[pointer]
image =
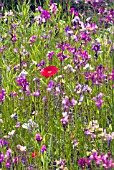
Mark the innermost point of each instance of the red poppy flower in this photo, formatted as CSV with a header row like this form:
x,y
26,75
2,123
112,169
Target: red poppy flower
x,y
34,154
49,71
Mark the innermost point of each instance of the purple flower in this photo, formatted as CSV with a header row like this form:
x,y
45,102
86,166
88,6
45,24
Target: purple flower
x,y
50,55
45,14
43,149
2,156
36,93
38,137
2,96
83,162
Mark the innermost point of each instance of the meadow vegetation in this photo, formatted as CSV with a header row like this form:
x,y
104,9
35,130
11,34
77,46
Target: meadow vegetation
x,y
57,87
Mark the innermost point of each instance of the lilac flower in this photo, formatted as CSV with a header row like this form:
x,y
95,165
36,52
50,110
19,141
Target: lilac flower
x,y
51,85
38,137
53,8
8,165
2,96
2,156
8,153
30,125
3,142
3,48
83,162
98,100
45,14
38,9
21,81
17,124
43,149
96,47
14,38
32,39
36,93
64,119
50,55
42,63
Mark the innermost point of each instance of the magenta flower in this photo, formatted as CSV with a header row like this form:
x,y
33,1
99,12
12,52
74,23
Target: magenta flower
x,y
43,149
38,137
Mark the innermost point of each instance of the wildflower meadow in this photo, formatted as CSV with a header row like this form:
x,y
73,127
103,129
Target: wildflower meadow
x,y
57,86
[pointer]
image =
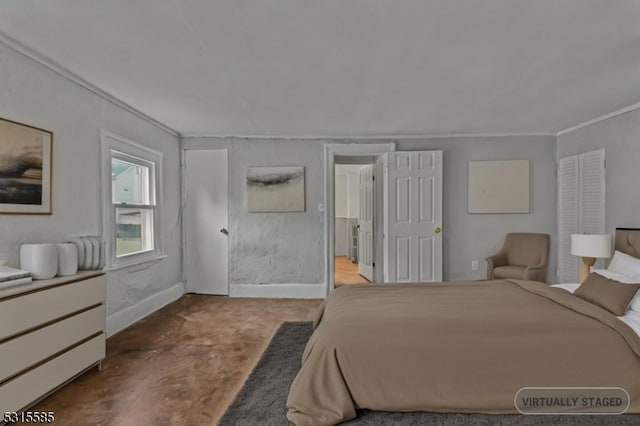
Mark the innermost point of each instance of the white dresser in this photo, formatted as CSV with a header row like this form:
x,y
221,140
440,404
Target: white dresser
x,y
50,332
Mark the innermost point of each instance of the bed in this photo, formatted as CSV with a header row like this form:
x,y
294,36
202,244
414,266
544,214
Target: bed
x,y
464,347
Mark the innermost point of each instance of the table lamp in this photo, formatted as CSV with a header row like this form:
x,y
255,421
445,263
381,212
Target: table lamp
x,y
590,247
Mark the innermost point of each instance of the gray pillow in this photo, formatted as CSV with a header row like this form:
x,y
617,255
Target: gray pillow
x,y
609,294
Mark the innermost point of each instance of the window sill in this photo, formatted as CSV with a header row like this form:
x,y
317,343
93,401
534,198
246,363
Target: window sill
x,y
135,262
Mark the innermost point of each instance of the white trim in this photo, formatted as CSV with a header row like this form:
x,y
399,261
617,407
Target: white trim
x,y
288,291
338,137
136,262
598,119
120,320
64,72
330,152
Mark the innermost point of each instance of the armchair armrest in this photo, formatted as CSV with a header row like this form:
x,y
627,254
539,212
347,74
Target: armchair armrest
x,y
536,273
498,259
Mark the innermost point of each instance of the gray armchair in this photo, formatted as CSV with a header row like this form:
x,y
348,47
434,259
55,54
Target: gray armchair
x,y
522,256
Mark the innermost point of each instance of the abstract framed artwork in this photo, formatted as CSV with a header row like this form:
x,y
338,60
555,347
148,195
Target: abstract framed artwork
x,y
499,186
275,189
25,168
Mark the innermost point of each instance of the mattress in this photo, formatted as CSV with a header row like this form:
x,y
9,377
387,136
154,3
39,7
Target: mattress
x,y
456,347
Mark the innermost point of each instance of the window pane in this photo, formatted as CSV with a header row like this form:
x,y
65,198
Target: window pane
x,y
130,182
134,231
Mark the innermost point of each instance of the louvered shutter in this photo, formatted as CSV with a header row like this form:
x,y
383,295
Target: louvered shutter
x,y
568,202
591,212
581,208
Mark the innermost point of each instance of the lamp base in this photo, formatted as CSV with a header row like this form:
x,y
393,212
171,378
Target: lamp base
x,y
586,268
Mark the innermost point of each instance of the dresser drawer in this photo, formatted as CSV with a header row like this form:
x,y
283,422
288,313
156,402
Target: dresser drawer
x,y
30,310
23,390
22,352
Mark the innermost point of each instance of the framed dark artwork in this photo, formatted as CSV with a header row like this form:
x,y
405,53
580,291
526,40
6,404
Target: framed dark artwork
x,y
275,189
25,168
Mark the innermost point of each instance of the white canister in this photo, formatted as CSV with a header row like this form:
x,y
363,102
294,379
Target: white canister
x,y
41,260
67,259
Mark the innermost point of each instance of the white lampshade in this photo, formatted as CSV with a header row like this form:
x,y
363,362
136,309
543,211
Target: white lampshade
x,y
598,245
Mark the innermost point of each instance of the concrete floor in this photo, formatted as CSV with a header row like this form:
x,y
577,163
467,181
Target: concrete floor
x,y
346,272
181,365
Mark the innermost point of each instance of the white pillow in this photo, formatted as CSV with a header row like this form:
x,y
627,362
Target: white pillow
x,y
625,265
634,305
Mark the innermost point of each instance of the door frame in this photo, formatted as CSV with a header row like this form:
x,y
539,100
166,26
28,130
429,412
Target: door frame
x,y
183,204
330,152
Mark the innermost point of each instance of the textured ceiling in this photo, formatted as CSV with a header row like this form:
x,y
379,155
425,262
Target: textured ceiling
x,y
346,67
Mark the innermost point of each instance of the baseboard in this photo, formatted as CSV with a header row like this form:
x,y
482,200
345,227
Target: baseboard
x,y
120,320
289,291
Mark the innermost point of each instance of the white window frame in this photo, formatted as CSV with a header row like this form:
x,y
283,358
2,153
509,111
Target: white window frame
x,y
119,147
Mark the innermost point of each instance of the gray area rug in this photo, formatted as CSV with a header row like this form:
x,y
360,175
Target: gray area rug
x,y
262,400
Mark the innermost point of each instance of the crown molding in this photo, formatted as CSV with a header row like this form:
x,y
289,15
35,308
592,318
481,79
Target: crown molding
x,y
372,137
64,72
598,119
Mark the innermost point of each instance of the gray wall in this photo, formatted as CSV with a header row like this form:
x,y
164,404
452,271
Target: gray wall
x,y
289,248
31,93
620,137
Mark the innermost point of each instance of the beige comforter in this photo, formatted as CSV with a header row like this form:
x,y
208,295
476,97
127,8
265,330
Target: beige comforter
x,y
456,347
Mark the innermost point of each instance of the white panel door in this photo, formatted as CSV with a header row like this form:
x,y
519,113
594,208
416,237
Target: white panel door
x,y
413,234
206,221
365,223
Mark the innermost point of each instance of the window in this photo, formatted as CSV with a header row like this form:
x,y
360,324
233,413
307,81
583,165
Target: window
x,y
132,201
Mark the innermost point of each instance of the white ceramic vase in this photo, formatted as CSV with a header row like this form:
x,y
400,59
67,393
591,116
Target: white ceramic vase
x,y
67,259
41,260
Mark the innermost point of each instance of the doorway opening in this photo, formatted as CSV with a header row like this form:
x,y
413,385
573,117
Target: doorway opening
x,y
354,240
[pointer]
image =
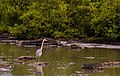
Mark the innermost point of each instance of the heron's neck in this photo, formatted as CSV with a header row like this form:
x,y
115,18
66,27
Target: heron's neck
x,y
42,45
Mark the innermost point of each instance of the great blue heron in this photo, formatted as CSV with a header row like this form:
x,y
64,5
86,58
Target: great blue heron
x,y
39,51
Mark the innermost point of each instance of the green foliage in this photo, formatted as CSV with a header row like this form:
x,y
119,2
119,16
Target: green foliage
x,y
31,19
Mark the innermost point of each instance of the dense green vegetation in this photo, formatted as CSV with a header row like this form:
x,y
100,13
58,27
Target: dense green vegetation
x,y
33,19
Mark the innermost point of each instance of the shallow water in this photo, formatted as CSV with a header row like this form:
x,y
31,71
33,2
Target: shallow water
x,y
62,61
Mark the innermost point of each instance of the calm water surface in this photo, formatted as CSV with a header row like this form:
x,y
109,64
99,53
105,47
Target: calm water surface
x,y
61,61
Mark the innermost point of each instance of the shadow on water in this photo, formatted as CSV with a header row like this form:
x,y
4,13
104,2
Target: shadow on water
x,y
61,61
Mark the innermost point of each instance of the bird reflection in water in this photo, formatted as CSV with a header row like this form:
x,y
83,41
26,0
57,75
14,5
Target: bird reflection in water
x,y
39,70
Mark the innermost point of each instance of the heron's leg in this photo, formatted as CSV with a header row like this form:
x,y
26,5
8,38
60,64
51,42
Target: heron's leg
x,y
36,58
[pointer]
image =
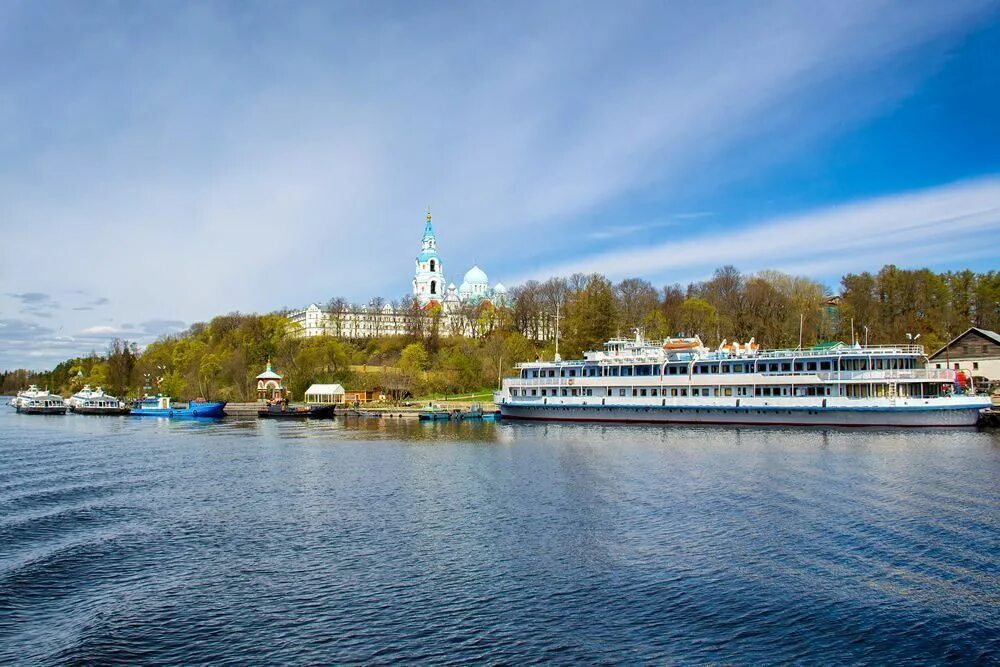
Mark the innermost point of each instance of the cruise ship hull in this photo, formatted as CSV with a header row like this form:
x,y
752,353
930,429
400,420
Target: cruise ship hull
x,y
910,416
41,410
207,410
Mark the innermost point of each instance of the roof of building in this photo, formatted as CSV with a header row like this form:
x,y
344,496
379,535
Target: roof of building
x,y
269,374
986,333
475,276
325,389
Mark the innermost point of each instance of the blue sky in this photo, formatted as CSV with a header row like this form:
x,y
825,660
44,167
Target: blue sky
x,y
161,163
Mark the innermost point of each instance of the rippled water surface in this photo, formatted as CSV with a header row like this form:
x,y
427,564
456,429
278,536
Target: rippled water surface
x,y
125,539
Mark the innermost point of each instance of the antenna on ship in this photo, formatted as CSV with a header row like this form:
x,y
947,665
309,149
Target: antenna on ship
x,y
557,332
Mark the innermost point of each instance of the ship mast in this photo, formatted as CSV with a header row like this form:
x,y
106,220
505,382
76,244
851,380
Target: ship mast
x,y
557,332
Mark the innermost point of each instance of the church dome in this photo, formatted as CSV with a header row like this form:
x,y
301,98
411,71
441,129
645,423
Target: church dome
x,y
476,276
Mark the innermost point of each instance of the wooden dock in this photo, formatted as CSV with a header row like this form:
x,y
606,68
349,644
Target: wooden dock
x,y
990,418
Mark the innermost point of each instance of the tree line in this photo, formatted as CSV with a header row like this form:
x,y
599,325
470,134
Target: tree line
x,y
220,359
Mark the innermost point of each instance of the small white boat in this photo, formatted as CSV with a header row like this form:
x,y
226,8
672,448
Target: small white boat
x,y
31,392
41,403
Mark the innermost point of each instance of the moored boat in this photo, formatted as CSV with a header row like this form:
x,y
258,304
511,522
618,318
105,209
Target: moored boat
x,y
283,411
42,404
162,406
682,381
96,402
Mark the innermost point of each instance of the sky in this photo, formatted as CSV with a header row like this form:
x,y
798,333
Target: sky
x,y
162,163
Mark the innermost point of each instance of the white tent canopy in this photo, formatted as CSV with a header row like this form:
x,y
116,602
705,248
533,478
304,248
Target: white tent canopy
x,y
325,394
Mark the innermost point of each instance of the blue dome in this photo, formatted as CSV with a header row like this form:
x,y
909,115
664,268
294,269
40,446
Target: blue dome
x,y
476,276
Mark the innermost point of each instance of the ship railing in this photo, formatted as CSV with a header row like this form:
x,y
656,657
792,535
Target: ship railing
x,y
871,350
931,374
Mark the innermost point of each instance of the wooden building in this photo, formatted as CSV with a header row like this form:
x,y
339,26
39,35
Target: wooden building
x,y
325,394
977,352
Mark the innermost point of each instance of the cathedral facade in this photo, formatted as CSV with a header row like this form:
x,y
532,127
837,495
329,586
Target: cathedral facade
x,y
448,309
429,284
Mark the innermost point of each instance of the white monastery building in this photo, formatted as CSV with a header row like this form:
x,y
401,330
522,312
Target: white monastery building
x,y
452,309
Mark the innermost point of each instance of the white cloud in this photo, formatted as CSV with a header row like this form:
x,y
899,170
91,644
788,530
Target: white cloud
x,y
100,330
921,226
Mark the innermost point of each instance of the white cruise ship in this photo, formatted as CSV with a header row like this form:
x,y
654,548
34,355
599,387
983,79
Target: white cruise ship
x,y
679,380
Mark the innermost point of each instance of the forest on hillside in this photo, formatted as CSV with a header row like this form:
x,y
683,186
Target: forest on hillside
x,y
219,359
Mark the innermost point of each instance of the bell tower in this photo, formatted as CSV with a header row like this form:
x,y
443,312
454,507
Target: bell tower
x,y
428,279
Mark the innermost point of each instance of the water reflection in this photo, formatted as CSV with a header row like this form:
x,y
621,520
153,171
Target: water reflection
x,y
386,540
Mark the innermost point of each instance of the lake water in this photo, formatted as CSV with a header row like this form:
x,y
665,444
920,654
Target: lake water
x,y
156,541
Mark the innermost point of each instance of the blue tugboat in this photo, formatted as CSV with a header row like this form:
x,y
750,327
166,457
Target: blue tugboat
x,y
160,406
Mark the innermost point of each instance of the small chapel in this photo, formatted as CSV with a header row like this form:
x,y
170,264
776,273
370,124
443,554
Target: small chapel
x,y
269,385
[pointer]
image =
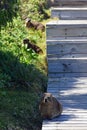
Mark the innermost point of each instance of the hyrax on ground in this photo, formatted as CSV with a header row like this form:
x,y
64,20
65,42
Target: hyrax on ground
x,y
34,24
49,106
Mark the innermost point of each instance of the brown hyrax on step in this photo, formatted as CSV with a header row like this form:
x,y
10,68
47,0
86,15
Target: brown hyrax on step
x,y
49,106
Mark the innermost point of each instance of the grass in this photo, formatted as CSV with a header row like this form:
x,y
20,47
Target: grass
x,y
22,78
23,73
17,108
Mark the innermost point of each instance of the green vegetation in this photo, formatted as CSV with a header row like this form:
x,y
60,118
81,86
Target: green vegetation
x,y
22,71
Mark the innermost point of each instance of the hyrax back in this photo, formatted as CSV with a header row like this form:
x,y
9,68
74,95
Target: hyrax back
x,y
49,106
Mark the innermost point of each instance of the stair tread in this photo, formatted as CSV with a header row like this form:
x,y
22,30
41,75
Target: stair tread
x,y
68,22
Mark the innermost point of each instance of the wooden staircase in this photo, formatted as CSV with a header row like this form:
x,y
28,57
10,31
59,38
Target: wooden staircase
x,y
67,64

-.-.-

• _Task prompt_
Taking the line with "Mark the innermost point of each instance of the grass" as the first, copy every line through the end of the entries above exactly, with no others.

• _Task answer_
Mark the innermost point of each instance of the grass in this photo, formatted as CSV with a header row like this form:
x,y
20,47
Target: grass
x,y
22,78
23,73
17,108
Mark the innermost point of each instance of the green vegetation in this photo, formatted as CSV with a header row like this form:
x,y
60,118
81,86
Target: green vegetation
x,y
22,71
Mark the innermost point of each instance of the hyrax back in this photo, formatted as CSV with a header row like this form:
x,y
9,68
74,95
Target: hyrax back
x,y
49,106
Mark the innermost point of each instance of the stair tread in this photo, formatted as CSV with a header row like this form:
x,y
22,30
41,75
Target: stair tread
x,y
68,22
Mark the innermost point of each instance of the wooden staircase in this photo, formatted as CSV with a header row like this form:
x,y
28,57
10,31
59,38
Target: wooden staircase
x,y
67,64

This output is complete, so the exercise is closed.